-- Materiale di lavoro --
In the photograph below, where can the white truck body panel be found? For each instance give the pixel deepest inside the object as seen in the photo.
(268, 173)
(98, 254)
---
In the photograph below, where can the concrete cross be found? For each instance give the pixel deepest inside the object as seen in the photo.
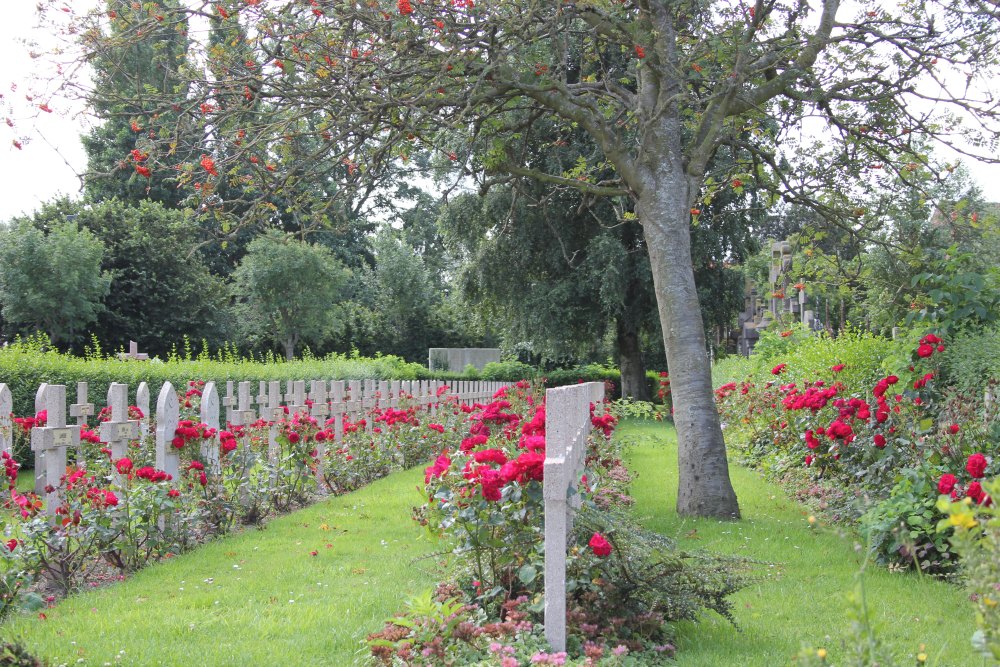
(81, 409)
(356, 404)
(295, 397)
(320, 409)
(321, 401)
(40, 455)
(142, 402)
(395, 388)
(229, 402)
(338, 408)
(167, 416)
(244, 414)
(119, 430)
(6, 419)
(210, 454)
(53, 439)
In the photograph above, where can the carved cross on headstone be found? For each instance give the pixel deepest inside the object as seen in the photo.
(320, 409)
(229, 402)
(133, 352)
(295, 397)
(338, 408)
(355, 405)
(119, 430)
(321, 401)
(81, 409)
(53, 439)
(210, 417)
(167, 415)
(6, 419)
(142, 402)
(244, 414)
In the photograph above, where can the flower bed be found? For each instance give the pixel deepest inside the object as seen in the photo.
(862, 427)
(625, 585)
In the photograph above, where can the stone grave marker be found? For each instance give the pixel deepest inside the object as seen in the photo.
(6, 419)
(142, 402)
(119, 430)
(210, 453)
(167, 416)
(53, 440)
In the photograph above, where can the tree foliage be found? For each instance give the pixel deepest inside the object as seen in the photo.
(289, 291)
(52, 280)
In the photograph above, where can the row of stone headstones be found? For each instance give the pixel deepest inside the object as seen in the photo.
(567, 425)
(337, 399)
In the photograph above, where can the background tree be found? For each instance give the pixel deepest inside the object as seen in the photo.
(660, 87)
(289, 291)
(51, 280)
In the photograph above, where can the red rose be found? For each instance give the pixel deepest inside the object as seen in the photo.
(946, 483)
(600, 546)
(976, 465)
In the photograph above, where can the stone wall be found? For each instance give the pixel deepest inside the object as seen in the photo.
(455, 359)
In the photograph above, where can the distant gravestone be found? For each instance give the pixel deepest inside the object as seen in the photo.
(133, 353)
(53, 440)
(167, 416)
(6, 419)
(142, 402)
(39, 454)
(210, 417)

-- Consegna --
Quante righe dei record contengono la parola "below"? Contale tenendo conto di maiuscole e minuscole e scrivi soltanto il numero.

-- Soluzione --
2